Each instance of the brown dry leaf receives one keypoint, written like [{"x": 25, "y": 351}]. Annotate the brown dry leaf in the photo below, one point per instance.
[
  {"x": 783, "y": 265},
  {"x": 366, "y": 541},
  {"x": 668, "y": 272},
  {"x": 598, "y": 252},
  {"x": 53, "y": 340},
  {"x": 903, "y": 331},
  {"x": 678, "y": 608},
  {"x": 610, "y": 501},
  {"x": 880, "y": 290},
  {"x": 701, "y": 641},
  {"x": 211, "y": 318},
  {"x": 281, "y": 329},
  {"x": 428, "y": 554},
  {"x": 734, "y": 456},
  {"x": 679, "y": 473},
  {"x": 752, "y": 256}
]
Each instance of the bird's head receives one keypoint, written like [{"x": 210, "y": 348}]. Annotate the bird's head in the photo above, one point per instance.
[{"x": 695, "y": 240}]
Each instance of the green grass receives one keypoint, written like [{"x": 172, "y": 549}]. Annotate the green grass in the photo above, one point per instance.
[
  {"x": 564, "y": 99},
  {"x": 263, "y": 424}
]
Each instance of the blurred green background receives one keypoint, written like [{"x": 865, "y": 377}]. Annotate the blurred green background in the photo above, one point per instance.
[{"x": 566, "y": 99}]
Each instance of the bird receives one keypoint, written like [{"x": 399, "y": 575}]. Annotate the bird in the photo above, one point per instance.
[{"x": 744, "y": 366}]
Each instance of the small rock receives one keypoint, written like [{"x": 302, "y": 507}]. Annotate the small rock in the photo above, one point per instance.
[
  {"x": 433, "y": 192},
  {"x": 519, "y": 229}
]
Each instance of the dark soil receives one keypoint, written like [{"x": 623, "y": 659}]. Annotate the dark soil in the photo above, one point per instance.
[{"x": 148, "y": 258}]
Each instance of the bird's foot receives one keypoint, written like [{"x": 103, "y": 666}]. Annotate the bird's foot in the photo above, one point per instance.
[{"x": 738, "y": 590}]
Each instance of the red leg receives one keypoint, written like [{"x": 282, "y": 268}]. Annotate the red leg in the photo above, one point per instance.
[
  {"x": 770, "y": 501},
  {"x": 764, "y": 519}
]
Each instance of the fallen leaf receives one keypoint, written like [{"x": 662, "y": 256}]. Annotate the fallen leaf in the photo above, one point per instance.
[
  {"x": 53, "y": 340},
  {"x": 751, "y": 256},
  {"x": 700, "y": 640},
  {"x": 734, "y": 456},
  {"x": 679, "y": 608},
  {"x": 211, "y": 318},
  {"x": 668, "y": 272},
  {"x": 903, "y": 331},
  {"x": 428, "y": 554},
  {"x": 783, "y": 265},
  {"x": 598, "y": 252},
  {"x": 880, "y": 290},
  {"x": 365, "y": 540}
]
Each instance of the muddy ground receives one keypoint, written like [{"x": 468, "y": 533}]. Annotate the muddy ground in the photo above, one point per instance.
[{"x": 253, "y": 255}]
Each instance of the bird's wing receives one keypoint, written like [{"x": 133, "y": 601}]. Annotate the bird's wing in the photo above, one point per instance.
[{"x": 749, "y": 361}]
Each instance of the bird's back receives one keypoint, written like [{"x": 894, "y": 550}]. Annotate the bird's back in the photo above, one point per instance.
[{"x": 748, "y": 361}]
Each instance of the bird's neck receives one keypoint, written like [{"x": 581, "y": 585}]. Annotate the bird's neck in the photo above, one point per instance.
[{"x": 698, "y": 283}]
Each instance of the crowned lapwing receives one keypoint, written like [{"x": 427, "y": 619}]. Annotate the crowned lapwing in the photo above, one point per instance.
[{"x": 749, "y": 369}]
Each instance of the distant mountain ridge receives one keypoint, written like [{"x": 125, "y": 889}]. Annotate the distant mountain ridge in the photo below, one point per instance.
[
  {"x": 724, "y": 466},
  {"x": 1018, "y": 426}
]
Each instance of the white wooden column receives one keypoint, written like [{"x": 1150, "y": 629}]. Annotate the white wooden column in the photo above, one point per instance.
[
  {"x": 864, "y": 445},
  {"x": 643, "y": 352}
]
**********
Reproduce every one of the records above word for word, from the first line to the last.

Each instance of the brown dry leaf receives one keypoint, written like [{"x": 25, "y": 351}]. Annotate the brown dry leaf in the photo below, one point per instance.
[
  {"x": 783, "y": 265},
  {"x": 366, "y": 541},
  {"x": 668, "y": 272},
  {"x": 598, "y": 252},
  {"x": 53, "y": 340},
  {"x": 903, "y": 331},
  {"x": 678, "y": 608},
  {"x": 610, "y": 501},
  {"x": 880, "y": 290},
  {"x": 701, "y": 641},
  {"x": 211, "y": 318},
  {"x": 281, "y": 329},
  {"x": 428, "y": 554},
  {"x": 734, "y": 456},
  {"x": 679, "y": 473},
  {"x": 752, "y": 256}
]
Each instance of the bird's head receives one keypoint, written like [{"x": 210, "y": 348}]. Annotate the bird's head in the photo above, one point per instance.
[{"x": 695, "y": 240}]
Each instance of the green grass receives one keypoint, written like [{"x": 172, "y": 549}]. Annotate the green grass in the photo above, one point per instance.
[
  {"x": 564, "y": 99},
  {"x": 263, "y": 424}
]
Each instance of the blurred green background receives one keypoint, written like [{"x": 865, "y": 377}]. Annotate the blurred green background in the photo above, one point per instance.
[{"x": 566, "y": 99}]
Each instance of the bird receives one keypoint, written like [{"x": 399, "y": 575}]. Annotate the bird in the photo above, one point per instance.
[{"x": 744, "y": 366}]
Each instance of the small rock receives one keypoint, written like [{"x": 302, "y": 507}]. Annotate the small rock in the photo above, one point per instance.
[
  {"x": 433, "y": 192},
  {"x": 519, "y": 229}
]
Each instance of the dark soil receives one keypoint, written like [{"x": 623, "y": 659}]. Annotate the dark soil in the photo above, one point per instance.
[{"x": 148, "y": 258}]
Each instance of the bird's foot receives one keypoint, written like [{"x": 103, "y": 666}]. Annotate the bird's foot in the photo above, one point per instance.
[{"x": 738, "y": 590}]
Each instance of the red leg receives one keypoint, written like [{"x": 282, "y": 268}]. Annotate the red leg in the photo above, one point per instance.
[
  {"x": 770, "y": 501},
  {"x": 764, "y": 519}
]
Each instance of the fallen leaf receives one keypoint, written like [{"x": 662, "y": 256}]. Annotate the fallen leaf in the photo above, one point per instance.
[
  {"x": 53, "y": 340},
  {"x": 751, "y": 256},
  {"x": 700, "y": 640},
  {"x": 734, "y": 456},
  {"x": 679, "y": 608},
  {"x": 211, "y": 318},
  {"x": 668, "y": 272},
  {"x": 903, "y": 331},
  {"x": 428, "y": 554},
  {"x": 783, "y": 265},
  {"x": 598, "y": 252},
  {"x": 880, "y": 290},
  {"x": 365, "y": 540}
]
Each instance of the muddy ground receives one keypoint, written like [{"x": 468, "y": 533}]. Annotate the muddy ground in the photo above, one point per instance.
[{"x": 253, "y": 255}]
Each instance of the bird's wing receives one keypoint, written like [{"x": 133, "y": 601}]. Annotate the bird's wing in the photo above, one point per instance.
[{"x": 749, "y": 361}]
Each instance of the bird's back receives one keypoint, written like [{"x": 894, "y": 550}]. Annotate the bird's back in the photo above, one point per instance.
[{"x": 748, "y": 361}]
Each instance of the bird's neck receives one keypoint, written like [{"x": 581, "y": 585}]. Annotate the bird's neck in the photo above, one point per instance.
[{"x": 698, "y": 283}]
Each instance of the crowned lapwing receives one keypoint, written like [{"x": 427, "y": 619}]. Annotate the crowned lapwing in the photo above, one point per instance.
[{"x": 749, "y": 369}]
Each instance of the distant mountain ridge receives one keypoint, written like [{"x": 125, "y": 889}]. Annotate the distant mountain ridge in the photo below, one point per instance.
[
  {"x": 724, "y": 466},
  {"x": 1018, "y": 426}
]
Each instance of the white wooden column receives one keypoint, written like [{"x": 1150, "y": 629}]. Annotate the white wooden column in the photo above, one point per instance.
[
  {"x": 864, "y": 445},
  {"x": 643, "y": 352}
]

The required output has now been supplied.